Dataset entries:
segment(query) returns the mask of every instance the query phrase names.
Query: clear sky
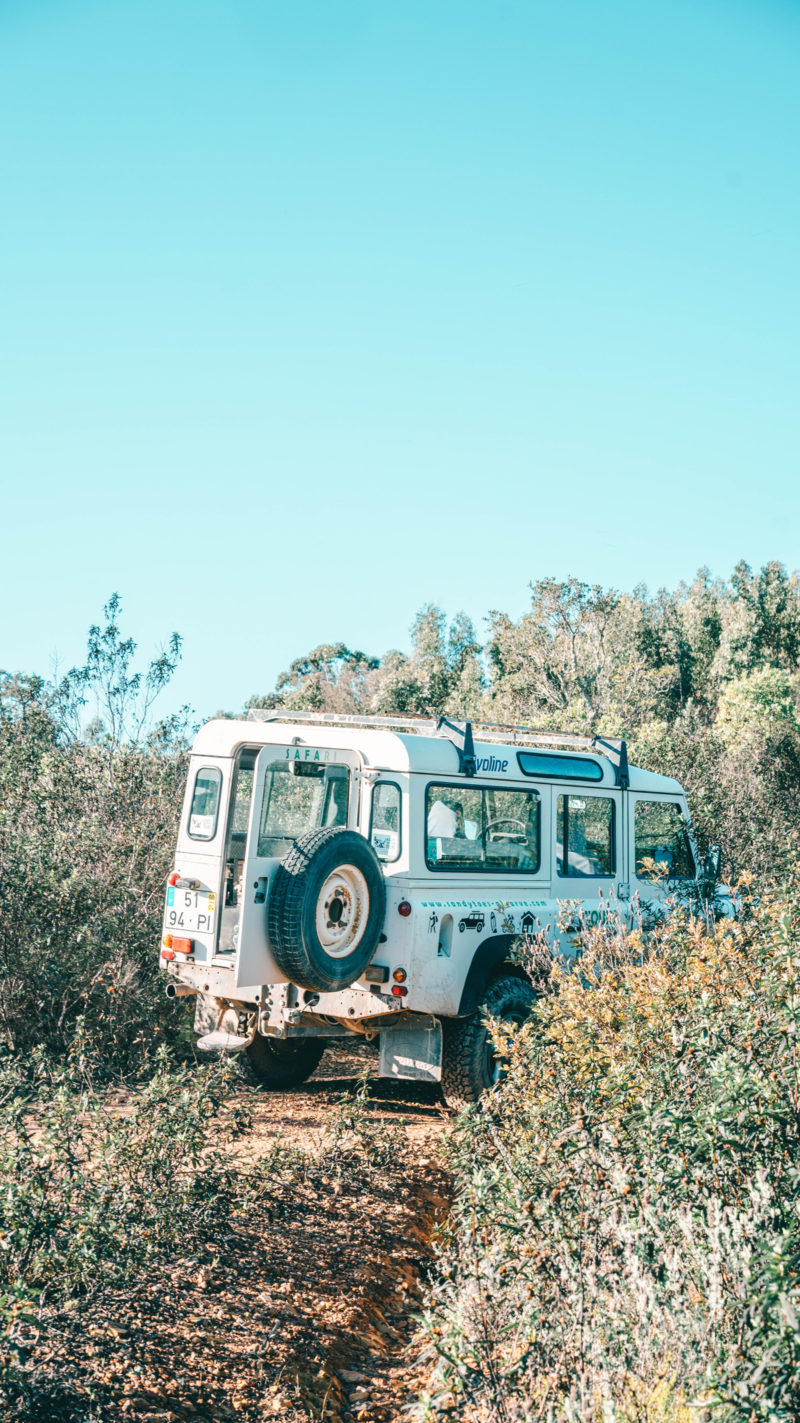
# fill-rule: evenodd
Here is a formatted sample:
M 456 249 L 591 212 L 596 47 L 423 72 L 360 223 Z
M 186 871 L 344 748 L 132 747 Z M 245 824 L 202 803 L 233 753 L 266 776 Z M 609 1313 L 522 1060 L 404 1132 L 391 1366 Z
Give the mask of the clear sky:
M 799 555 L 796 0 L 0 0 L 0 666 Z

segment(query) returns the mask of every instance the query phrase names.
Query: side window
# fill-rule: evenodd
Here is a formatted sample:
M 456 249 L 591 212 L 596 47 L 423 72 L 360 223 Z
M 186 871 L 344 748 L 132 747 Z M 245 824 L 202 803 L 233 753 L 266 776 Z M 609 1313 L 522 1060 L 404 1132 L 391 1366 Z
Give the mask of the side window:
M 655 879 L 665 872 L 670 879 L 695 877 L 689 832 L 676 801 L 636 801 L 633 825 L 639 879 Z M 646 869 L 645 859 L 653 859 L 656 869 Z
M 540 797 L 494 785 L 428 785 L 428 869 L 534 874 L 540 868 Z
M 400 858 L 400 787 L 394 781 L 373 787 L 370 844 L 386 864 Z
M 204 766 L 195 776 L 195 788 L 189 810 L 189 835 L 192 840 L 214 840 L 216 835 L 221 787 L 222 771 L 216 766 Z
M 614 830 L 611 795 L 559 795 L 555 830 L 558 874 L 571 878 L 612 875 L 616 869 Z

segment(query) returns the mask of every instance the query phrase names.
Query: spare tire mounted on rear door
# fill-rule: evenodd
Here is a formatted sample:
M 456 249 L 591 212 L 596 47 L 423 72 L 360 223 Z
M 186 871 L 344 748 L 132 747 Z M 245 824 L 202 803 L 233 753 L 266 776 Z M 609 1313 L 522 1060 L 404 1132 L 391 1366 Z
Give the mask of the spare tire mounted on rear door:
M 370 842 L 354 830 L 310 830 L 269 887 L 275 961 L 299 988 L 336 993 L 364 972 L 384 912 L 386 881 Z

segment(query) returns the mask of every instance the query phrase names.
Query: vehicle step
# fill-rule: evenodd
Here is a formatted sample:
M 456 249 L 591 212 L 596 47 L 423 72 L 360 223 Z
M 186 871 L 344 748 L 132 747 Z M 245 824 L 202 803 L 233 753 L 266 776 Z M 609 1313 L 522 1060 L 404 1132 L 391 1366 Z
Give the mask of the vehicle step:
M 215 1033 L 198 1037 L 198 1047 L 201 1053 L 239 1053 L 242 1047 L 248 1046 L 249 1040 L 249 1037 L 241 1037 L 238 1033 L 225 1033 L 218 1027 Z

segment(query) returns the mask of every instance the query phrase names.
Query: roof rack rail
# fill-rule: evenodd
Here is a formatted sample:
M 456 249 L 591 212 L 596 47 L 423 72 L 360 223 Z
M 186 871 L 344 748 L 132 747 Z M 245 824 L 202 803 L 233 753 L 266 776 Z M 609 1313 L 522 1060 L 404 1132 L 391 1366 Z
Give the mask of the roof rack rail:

Instruction: Convert every line of the records above into a JSON list of strings, one string per line, with blank lines dropped. Leave the pictures out of the list.

Task output:
[
  "segment(query) returns the mask of every instance the query phrase names.",
  "Query: clear sky",
  "# fill-rule: evenodd",
  "Here is a formatted sample:",
  "M 456 249 L 591 212 L 596 47 L 423 72 L 360 223 Z",
  "M 186 871 L 344 748 L 132 747 Z M 245 824 L 202 803 L 233 753 L 266 776 Z M 609 1313 L 522 1060 L 404 1132 L 391 1366 Z",
  "Give the mask of the clear sky:",
  "M 799 555 L 796 0 L 0 0 L 0 666 Z",
  "segment(query) returns the mask of every instance the query phrase names.",
  "Query: side window",
  "# fill-rule: evenodd",
  "Here is a formatted sample:",
  "M 456 249 L 591 212 L 596 47 L 423 72 L 360 223 Z",
  "M 186 871 L 344 748 L 132 747 Z M 245 824 L 202 803 L 233 753 L 266 776 Z M 609 1313 L 522 1060 L 404 1132 L 391 1366 Z",
  "Give the mask of the side window:",
  "M 655 879 L 665 872 L 670 879 L 695 877 L 689 832 L 676 801 L 636 801 L 633 825 L 639 879 Z M 646 869 L 645 859 L 653 859 L 656 869 Z",
  "M 540 797 L 494 785 L 428 785 L 428 869 L 534 874 L 540 868 Z",
  "M 400 858 L 400 787 L 394 781 L 373 787 L 370 844 L 386 864 Z",
  "M 204 766 L 195 776 L 195 788 L 189 810 L 189 835 L 192 840 L 214 840 L 216 835 L 221 787 L 222 771 L 216 766 Z",
  "M 614 830 L 611 795 L 559 795 L 555 830 L 558 874 L 571 878 L 612 875 L 616 869 Z",
  "segment(query) returns the mask of every instance the query phrase names.",
  "Query: spare tire mounted on rear door",
  "# fill-rule: evenodd",
  "Here is a formatted sample:",
  "M 456 249 L 591 212 L 596 47 L 423 72 L 360 223 Z",
  "M 186 871 L 344 748 L 132 747 Z M 245 824 L 202 803 L 233 753 L 266 776 Z M 609 1313 L 522 1060 L 404 1132 L 391 1366 Z",
  "Give the mask of the spare tire mounted on rear door:",
  "M 370 842 L 354 830 L 310 830 L 269 887 L 275 961 L 299 988 L 336 993 L 364 972 L 384 912 L 386 881 Z",
  "segment(query) returns the mask of every instance the query phrase names.",
  "Query: vehicle step",
  "# fill-rule: evenodd",
  "Here is a formatted sample:",
  "M 456 249 L 591 212 L 596 47 L 423 72 L 360 223 Z",
  "M 186 871 L 344 748 L 132 747 Z M 245 824 L 202 803 L 233 753 L 266 776 Z M 609 1313 L 522 1060 L 404 1132 L 391 1366 Z",
  "Give the mask of the vehicle step:",
  "M 215 1033 L 198 1037 L 198 1047 L 201 1053 L 239 1053 L 242 1047 L 248 1046 L 249 1040 L 249 1037 L 241 1037 L 238 1033 L 225 1033 L 218 1027 Z",
  "segment(query) returns the mask of every instance the query phrase names.",
  "Query: roof rack rail",
  "# fill-rule: evenodd",
  "Here is a formatted sample:",
  "M 456 249 L 591 212 L 596 47 L 423 72 L 360 223 Z",
  "M 186 871 L 344 748 L 132 747 Z M 245 824 L 202 803 L 233 753 L 266 776 Z M 609 1313 L 522 1060 L 404 1132 L 391 1366 Z",
  "Give the mask of the roof rack rail:"
]